● INSTRUCTIONS TO FOLLOW
Convert every line of the listing below into a Markdown table with the columns "Row" and "Line". Put the row number in the first column and the line itself in the second, and skip any blank lines.

● RECORDED INFORMATION
────────────────────────────────────────

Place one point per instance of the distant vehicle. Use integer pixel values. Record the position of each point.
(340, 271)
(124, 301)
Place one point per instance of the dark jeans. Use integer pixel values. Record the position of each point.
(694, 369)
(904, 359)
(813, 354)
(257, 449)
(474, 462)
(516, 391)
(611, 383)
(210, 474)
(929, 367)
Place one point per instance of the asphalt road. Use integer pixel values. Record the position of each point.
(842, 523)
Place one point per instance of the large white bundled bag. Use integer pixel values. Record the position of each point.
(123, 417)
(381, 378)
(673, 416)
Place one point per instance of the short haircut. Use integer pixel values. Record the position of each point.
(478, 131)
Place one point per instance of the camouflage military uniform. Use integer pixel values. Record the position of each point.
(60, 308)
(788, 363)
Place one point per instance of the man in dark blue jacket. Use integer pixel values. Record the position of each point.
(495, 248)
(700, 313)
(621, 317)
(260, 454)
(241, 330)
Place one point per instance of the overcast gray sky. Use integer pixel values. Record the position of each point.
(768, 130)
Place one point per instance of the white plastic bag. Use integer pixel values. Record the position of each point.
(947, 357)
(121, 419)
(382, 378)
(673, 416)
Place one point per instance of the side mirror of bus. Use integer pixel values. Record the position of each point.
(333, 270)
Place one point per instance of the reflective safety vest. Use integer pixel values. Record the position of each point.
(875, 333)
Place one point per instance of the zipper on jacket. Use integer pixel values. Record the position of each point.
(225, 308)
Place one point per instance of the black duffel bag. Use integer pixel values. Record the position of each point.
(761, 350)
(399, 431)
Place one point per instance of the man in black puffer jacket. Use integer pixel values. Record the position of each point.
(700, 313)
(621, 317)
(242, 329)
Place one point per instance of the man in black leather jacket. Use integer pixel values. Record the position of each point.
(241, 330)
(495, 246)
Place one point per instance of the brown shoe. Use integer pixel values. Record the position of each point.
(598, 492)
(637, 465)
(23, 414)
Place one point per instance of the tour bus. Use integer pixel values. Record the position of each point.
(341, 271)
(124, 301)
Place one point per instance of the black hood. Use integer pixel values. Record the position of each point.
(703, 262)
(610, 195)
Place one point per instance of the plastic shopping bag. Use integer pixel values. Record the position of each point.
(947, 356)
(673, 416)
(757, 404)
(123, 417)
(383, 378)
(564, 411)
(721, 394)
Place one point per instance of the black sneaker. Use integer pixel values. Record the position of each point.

────────────────────────────────────────

● REPLY TO THE EXERCISE
| Row | Line |
|---|---|
| 1 | Place one point per instance of the distant vehicle. Use integer pixel values. Record the position of each point. |
| 2 | (340, 271) |
| 3 | (124, 301) |
| 4 | Place one point per instance of the dark jeans. Use integer pixel values. Record the position of each point. |
| 5 | (694, 369) |
| 6 | (904, 359) |
| 7 | (813, 354) |
| 8 | (257, 449) |
| 9 | (474, 462) |
| 10 | (516, 391) |
| 11 | (611, 383) |
| 12 | (210, 474) |
| 13 | (929, 367) |
| 14 | Place one point per instance of the asphalt road. Use integer pixel values. Record the position of each point. |
| 15 | (842, 523) |
| 16 | Place one point per instance of the large white bundled bag. Use integer pixel values. Record the position of each point. |
| 17 | (123, 417) |
| 18 | (381, 378) |
| 19 | (673, 416) |
| 20 | Place one point per instance of the short haircut. Use integer pixel values. Record the position of each point. |
| 21 | (478, 131) |
| 22 | Place one point per instance of the camouflage military uniform. Use integer pixel values. Record the position of each point. |
| 23 | (60, 308) |
| 24 | (788, 363) |
| 25 | Place one point per instance of the man in dark blue jacket. Use integer pixel values. Record the position of each point. |
| 26 | (495, 248) |
| 27 | (700, 313) |
| 28 | (621, 317) |
| 29 | (260, 454) |
| 30 | (241, 330) |
| 31 | Place one point per instance of the overcast gray sky. Use integer pixel values. Record the position of each point. |
| 32 | (768, 130) |
| 33 | Place one point per instance of the white plastic bag. Use integer pixel values. Record the position of each point. |
| 34 | (947, 357) |
| 35 | (121, 419) |
| 36 | (382, 378) |
| 37 | (673, 416) |
| 38 | Place one point per instance of the side mirror of bus. Use integer pixel values. Record the position of each point. |
| 39 | (333, 270) |
| 40 | Place one point per instance of the reflective safety vest. Use integer pixel values. Record the position of each point. |
| 41 | (875, 333) |
| 42 | Place one point per instance of the zipper on jacket. Use integer pixel values. Record the position of each point. |
| 43 | (225, 308) |
| 44 | Place one point per instance of the black duffel bag. Use integer pixel values. Record the position of each point. |
| 45 | (761, 350) |
| 46 | (399, 431) |
| 47 | Place one point per instance of the man in black puffer jacket. Use integer pixel values. Record the position of each point. |
| 48 | (700, 313) |
| 49 | (621, 317) |
| 50 | (242, 329) |
| 51 | Place one point per instance of the man in black leather jacket. Use integer pixel values. Record the position of each point. |
| 52 | (241, 330) |
| 53 | (495, 246) |
| 54 | Place one point per instance of the brown shoe. Use integer pixel values. Record the position of each point. |
| 55 | (598, 492) |
| 56 | (637, 465) |
| 57 | (23, 414) |
| 58 | Place one point per instance of the tour bus. Use integer pixel values. Record the position of each point. |
| 59 | (341, 271) |
| 60 | (124, 301) |
| 61 | Place one point per instance of the black hood. Use integer pixel values. Record the position of each point. |
| 62 | (703, 262) |
| 63 | (610, 195) |
| 64 | Place one point per instance of the plastic shopping bag. Use integer pixel values. Record the position of each point. |
| 65 | (947, 356) |
| 66 | (673, 416) |
| 67 | (757, 404) |
| 68 | (123, 417) |
| 69 | (383, 378) |
| 70 | (564, 411) |
| 71 | (721, 394) |
| 72 | Place one point per instance of the black sneaker. Use integer pixel values. Record the position of each point. |